I would implore those who care about race to look at problems of exclusion more deeply than to jump at the opportunity to "expose a racist" with a tired and scripted narrative of public humiliation. Exposing racists does little more than ruining someone for a mistake and does nothing at all about systematic exclusion all too prevalent in our society, and the right's use of identity politics can give anti-racist activists a window into what their tactics actually look like.

Wednesday, July 8, 2009

Popcorn vs. The Future

Popcorn Sutton made moonshine in the 21st century, and the federal government did not like it. Backed by the support of a national, online, grassroots campaign, Sutton appealed his arrest, claiming shining as a traditional livelihood and his existential craft. Sutton was sentenced and subsequently committed suicide by ingesting the affluent of his hideously painted 79 Ford Fairlane.

SOURCE DATA:
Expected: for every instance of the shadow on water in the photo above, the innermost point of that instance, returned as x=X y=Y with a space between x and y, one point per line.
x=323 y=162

TASKS AND EXERCISES:
1. Copy the passage in the blog excerpt starting at "Wednesday, July 8, 2009" and ending at "79 Ford Fairlane.".
2. Which descriptive words does the blog excerpt use for the campaign that backed Sutton?
The material comes from a different source than the blog excerpt.

OUTPUTS:
1.
Wednesday, July 8, 2009

Popcorn vs. The Future

Popcorn Sutton made moonshine in the 21st century, and the federal government did not like it. Backed by the support of a national, online, grassroots campaign, Sutton appealed his arrest, claiming shining as a traditional livelihood and his existential craft. Sutton was sentenced and subsequently committed suicide by ingesting the affluent of his hideously painted 79 Ford Fairlane.

2. national, online, grassroots